→ Texto extraído
* * * * *

La obra de Carmen Sesto arroja meridiana luz al respecto. La “vanguardia” que hizo posible ese cambio fue, en su concepto, no más de una cincuentena de grandes terratenientes progresistas y visionarios, capaces de prever altas rentabilidades de llegar a buen puerto la transformación que propiciaban: no era la facilidad de lo que hallaban lo que los inducía a ese empeño, sino que en rigor, venían a terminar con la facilidad conocida y a inaugurar una etapa de redoblado esfuerzo y de no pocas dificultades por vencer.
La técnica frigorífica no comenzó a tener peso sino a fines de la etapa expuesta en este libro. Antes se apuntaba a la venta de ganado en pie y las primeras tentativas – hechas en el mercado francés y no en el inglés como se cree habitualmente- arrojaron resultados francamente desalentadores. Pero se persistió, en competencia con productos norteamericanos y de varios países europeos, frente a los que existía la desventaja de ser nuestros novillos de menor peso, mayores los fletes y desagradable la carne para el gusto europeo.

* * * * *

→ Datos proporcionados
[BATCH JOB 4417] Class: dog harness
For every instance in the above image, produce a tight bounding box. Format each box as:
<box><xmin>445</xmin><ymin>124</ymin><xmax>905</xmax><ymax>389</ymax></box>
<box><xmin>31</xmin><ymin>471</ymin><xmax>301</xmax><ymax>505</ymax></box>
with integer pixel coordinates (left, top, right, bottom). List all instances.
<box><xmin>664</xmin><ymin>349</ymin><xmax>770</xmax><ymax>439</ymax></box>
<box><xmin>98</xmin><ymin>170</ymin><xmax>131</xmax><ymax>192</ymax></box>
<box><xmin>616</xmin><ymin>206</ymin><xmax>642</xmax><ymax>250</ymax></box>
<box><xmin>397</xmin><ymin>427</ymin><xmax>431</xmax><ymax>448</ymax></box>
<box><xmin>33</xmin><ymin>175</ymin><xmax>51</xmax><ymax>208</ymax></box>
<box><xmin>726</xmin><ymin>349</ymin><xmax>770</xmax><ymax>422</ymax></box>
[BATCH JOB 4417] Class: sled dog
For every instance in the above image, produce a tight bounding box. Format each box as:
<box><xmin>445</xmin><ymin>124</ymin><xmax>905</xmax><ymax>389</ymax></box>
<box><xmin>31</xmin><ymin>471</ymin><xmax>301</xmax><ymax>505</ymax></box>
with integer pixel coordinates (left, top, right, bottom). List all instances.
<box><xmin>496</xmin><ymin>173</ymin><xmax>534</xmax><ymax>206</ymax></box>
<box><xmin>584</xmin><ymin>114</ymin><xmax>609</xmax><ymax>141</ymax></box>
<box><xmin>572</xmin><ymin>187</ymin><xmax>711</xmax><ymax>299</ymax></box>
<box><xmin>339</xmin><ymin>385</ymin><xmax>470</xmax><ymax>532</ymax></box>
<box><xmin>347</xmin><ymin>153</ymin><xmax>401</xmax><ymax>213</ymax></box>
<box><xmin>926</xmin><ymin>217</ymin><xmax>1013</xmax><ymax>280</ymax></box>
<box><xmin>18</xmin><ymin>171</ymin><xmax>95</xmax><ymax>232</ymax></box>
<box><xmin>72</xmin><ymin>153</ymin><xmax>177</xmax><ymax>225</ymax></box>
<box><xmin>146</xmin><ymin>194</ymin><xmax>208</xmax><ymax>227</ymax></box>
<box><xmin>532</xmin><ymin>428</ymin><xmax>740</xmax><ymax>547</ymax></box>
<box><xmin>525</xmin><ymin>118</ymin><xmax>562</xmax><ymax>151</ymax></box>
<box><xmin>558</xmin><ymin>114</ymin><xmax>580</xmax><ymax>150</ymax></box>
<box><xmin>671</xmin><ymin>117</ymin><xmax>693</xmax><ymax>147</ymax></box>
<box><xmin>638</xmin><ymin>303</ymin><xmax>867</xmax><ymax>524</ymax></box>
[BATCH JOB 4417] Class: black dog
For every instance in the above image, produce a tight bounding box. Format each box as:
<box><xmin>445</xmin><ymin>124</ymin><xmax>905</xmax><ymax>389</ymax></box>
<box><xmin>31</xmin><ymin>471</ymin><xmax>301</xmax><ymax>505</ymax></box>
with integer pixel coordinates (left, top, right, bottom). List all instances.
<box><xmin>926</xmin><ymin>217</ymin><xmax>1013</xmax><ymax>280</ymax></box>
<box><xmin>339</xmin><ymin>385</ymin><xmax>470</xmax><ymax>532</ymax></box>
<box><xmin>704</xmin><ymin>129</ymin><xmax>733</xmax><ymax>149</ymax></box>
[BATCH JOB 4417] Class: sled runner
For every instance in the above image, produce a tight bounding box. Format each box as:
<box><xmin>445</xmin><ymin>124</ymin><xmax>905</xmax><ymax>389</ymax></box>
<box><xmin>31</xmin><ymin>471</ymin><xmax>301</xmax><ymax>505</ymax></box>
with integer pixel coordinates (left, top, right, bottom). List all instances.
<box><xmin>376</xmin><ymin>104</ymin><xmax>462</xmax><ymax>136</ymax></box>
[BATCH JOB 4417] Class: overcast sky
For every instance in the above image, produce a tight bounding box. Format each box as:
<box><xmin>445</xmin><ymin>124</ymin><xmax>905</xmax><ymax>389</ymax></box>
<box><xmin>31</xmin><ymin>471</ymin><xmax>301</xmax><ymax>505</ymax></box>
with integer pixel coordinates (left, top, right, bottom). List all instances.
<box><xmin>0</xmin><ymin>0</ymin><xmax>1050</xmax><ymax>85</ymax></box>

* * * * *

→ Ejercicios por resolver
a: Resume en dos oraciones el texto sobre los terratenientes y la exportación de carne.
b: Vuelve a escribir las entradas desde la línea que contiene "[BATCH JOB 4417] Class: overcast sky" hasta el final, ambas incluidas, cambiando "overcast sky" por "clear sky" y sin tocar nada más.
El texto y las entradas son materiales independientes entre sí.

→ Respuestas del ejercicio
a: Según la obra de Carmen Sesto, el cambio lo impulsó una cincuentena de grandes terratenientes progresistas que preveían altas rentabilidades y asumieron una etapa de mayor esfuerzo y dificultades. La técnica frigorífica solo pesó al final del período, pues antes se vendía ganado en pie, y pese a los primeros resultados desalentadores en el mercado francés se persistió frente a competidores con ventajas como novillos más pesados, fletes menores y una carne más grata al gusto europeo.

b:
[BATCH JOB 4417] Class: clear sky
For every instance in the above image, produce a tight bounding box. Format each box as:
<box><xmin>445</xmin><ymin>124</ymin><xmax>905</xmax><ymax>389</ymax></box>
<box><xmin>31</xmin><ymin>471</ymin><xmax>301</xmax><ymax>505</ymax></box>
with integer pixel coordinates (left, top, right, bottom). List all instances.
<box><xmin>0</xmin><ymin>0</ymin><xmax>1050</xmax><ymax>85</ymax></box>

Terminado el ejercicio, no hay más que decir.